**Required action**
Every entry that follows should be reproduced exactly.

**Dataset entries**
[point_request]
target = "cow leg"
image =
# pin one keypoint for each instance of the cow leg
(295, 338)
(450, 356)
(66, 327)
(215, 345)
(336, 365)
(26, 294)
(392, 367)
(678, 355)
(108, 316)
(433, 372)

**Written solution**
[point_request]
target = "cow leg"
image =
# pin one keypoint for each instance of the cow leg
(295, 338)
(450, 356)
(66, 327)
(215, 345)
(336, 365)
(26, 294)
(392, 367)
(678, 355)
(108, 316)
(433, 372)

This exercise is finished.